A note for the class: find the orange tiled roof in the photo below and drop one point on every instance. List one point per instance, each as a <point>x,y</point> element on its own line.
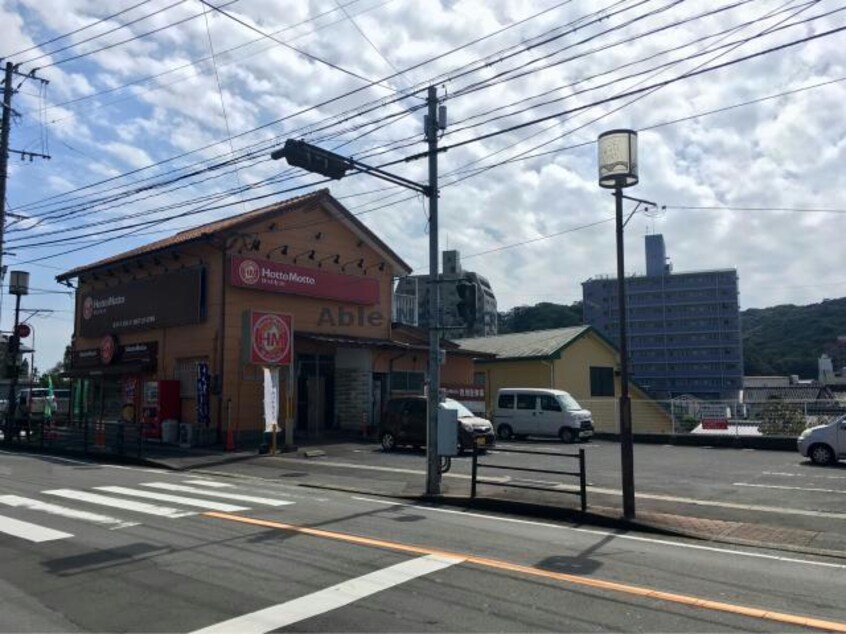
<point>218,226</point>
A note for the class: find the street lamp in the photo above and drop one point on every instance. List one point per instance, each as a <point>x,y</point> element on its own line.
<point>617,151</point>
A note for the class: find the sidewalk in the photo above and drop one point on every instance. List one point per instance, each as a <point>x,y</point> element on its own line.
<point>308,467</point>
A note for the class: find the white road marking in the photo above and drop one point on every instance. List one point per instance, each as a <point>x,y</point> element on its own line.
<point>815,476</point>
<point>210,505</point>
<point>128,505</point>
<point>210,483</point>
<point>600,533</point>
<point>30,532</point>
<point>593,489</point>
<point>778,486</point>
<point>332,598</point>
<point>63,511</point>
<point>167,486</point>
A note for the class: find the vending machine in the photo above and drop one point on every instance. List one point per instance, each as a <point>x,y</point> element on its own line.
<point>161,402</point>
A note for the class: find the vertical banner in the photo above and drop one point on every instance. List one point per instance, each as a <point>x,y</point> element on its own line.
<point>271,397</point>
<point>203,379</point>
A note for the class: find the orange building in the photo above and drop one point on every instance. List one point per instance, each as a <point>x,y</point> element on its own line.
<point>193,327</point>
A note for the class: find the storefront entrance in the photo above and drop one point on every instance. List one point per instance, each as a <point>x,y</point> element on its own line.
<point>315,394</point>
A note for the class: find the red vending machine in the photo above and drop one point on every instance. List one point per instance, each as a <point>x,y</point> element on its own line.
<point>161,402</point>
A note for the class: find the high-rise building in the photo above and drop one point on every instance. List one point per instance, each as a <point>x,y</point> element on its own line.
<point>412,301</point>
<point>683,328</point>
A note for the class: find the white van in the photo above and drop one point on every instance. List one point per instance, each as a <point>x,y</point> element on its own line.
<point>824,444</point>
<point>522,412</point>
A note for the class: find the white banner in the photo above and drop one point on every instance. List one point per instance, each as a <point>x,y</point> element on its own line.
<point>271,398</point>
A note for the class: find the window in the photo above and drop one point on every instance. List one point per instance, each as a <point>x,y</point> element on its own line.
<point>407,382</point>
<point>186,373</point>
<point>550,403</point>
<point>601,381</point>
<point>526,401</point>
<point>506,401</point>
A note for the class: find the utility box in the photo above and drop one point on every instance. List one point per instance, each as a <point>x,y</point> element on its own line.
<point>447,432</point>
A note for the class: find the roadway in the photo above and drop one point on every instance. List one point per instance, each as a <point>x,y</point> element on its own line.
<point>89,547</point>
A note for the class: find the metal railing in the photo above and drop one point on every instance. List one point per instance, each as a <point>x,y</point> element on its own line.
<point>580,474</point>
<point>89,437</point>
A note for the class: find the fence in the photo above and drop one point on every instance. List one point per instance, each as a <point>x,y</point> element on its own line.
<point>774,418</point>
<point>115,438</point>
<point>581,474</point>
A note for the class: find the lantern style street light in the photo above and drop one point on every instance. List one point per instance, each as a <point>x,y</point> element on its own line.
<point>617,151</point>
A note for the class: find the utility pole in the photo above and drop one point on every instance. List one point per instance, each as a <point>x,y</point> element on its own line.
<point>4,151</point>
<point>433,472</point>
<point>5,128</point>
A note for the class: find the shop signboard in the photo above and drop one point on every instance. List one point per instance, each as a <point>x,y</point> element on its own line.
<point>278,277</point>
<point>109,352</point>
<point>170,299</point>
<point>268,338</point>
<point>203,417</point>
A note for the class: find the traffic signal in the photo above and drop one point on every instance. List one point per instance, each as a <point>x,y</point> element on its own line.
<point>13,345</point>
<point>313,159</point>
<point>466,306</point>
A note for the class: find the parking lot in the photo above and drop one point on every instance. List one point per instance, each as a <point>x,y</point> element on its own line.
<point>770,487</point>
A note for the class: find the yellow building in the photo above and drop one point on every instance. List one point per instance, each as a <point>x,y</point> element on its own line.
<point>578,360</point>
◆ ◆ ◆ ◆ ◆
Task objective —
Copy word for word the part of the listing above that opens with the line containing "A note for the class: find the white banner" and closes with the line containing "<point>447,432</point>", including both of those lines.

Exercise output —
A note for the class: find the white banner in the photo above and drop one point on every instance. List one point per instance, each as a <point>x,y</point> element on its own line.
<point>271,398</point>
A note for the class: find the window in the photo above and drop one point on every instance. List one point per instance, each as a <point>x,y</point> element on its own line.
<point>407,382</point>
<point>186,373</point>
<point>550,403</point>
<point>601,381</point>
<point>526,401</point>
<point>506,401</point>
A note for the class: find the utility box in the photo above and drop one point on every instance. List one point per instance, each as a <point>x,y</point> element on its own line.
<point>447,432</point>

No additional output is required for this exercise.